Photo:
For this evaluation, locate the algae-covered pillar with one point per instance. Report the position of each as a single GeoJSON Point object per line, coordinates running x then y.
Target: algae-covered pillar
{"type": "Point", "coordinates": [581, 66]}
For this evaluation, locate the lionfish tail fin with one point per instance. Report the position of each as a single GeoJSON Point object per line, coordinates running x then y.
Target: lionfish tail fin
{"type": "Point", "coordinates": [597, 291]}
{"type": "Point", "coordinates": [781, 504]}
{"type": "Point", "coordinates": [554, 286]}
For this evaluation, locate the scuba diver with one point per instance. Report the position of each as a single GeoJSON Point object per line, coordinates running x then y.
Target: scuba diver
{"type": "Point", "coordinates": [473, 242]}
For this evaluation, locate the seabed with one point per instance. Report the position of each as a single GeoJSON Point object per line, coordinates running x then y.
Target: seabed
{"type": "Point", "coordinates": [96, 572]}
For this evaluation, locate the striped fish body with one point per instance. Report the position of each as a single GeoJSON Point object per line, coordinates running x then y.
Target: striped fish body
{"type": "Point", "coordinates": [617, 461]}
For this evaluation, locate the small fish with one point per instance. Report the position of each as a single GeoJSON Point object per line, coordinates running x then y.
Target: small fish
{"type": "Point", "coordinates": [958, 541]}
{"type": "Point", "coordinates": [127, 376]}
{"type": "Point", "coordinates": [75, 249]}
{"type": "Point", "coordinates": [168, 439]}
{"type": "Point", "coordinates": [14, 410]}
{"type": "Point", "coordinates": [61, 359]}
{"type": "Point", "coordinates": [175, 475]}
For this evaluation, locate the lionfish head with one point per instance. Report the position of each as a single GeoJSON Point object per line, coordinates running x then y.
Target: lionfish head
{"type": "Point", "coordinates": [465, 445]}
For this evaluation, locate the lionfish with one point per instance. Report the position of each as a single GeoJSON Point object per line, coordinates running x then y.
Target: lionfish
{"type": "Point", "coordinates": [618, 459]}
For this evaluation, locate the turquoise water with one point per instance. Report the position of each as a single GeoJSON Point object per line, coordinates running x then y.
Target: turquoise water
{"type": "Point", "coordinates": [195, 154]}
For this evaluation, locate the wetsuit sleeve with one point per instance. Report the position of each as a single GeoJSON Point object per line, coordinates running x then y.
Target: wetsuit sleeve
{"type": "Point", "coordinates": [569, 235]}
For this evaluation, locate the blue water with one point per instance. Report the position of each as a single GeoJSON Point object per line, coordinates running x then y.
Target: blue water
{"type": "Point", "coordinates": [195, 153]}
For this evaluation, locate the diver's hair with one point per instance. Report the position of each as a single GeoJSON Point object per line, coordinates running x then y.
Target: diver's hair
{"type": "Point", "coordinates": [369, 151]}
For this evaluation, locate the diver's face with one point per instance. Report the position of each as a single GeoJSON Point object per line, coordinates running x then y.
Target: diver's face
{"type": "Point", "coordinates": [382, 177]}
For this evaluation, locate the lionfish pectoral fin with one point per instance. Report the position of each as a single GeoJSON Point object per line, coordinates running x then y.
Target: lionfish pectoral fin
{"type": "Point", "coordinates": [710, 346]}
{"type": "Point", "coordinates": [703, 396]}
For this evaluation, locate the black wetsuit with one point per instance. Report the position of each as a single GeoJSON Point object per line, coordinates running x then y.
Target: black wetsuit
====
■ Written exercise:
Reproduce all of the items above verbatim, line by line, with nothing changed or left out.

■ Full response:
Photo:
For this evaluation, locate the algae-covered pillar with one point per instance. Report the position of each as a single GeoJSON Point object per line, coordinates running x then y.
Target: algae-covered pillar
{"type": "Point", "coordinates": [581, 66]}
For this evaluation, locate the lionfish tail fin with one point per instance. Report the position of each as a single GeoJSON Point object per line, coordinates running x then y.
Target: lionfish tail fin
{"type": "Point", "coordinates": [597, 291]}
{"type": "Point", "coordinates": [781, 504]}
{"type": "Point", "coordinates": [554, 286]}
For this evaluation, locate the scuba diver with one point per instance. Report the position of each as a single GeoJSON Point object per line, coordinates running x then y.
Target: scuba diver
{"type": "Point", "coordinates": [473, 242]}
For this evaluation, locate the seabed with one point per instance. Report the position of each as a single GeoJSON Point object per line, coordinates running x then y.
Target: seabed
{"type": "Point", "coordinates": [96, 572]}
For this evaluation, locate the striped fish body with one point per instance. Report the position of each as a single GeoJSON Point object per line, coordinates running x then y.
Target: striped fish body
{"type": "Point", "coordinates": [617, 461]}
For this evaluation, locate the small fish with one point per instance. Report the position of each as a single GeoJSON Point object per line, coordinates running x then y.
Target: small fish
{"type": "Point", "coordinates": [958, 541]}
{"type": "Point", "coordinates": [127, 376]}
{"type": "Point", "coordinates": [75, 249]}
{"type": "Point", "coordinates": [168, 439]}
{"type": "Point", "coordinates": [14, 410]}
{"type": "Point", "coordinates": [61, 359]}
{"type": "Point", "coordinates": [175, 475]}
For this evaluation, locate the lionfish head with one point per instance. Report the position of each as a single GeoJSON Point object per line, coordinates running x then y.
Target: lionfish head
{"type": "Point", "coordinates": [465, 445]}
For this evaluation, locate the lionfish with one point per instance. Report the position of each as a single GeoJSON Point object per line, coordinates running x then y.
Target: lionfish
{"type": "Point", "coordinates": [618, 459]}
For this evaluation, locate the turquoise water with one point per instance. Report the position of each as a single GeoJSON Point object per line, coordinates running x then y.
Target: turquoise water
{"type": "Point", "coordinates": [195, 154]}
For this evaluation, locate the wetsuit sleeve with one point per instance. Report the position of each as a single GeoJSON Point object per line, coordinates running x then y.
Target: wetsuit sleeve
{"type": "Point", "coordinates": [569, 235]}
For this evaluation, locate the blue water with one point per instance. Report the position of each as a single GeoJSON Point object per line, coordinates running x then y.
Target: blue water
{"type": "Point", "coordinates": [195, 153]}
For this evaluation, locate the diver's hair with one point per instance. Report the position of each as a single GeoJSON Point object per line, coordinates running x then y.
Target: diver's hair
{"type": "Point", "coordinates": [369, 151]}
For this evaluation, locate the diver's face with one point per instance. Report the position of each as a single GeoJSON Point object per line, coordinates running x then y.
Target: diver's face
{"type": "Point", "coordinates": [382, 177]}
For this evaluation, locate the lionfish pectoral fin with one point per instance. Report the position of each as a single GeoJSON Point object per line, coordinates running x then y.
Target: lionfish pectoral fin
{"type": "Point", "coordinates": [710, 346]}
{"type": "Point", "coordinates": [703, 396]}
For this evaluation, locate the black wetsuit with one point per instance. Report the position of each as a single GeoJSON Point object per line, coordinates running x then y.
Target: black wetsuit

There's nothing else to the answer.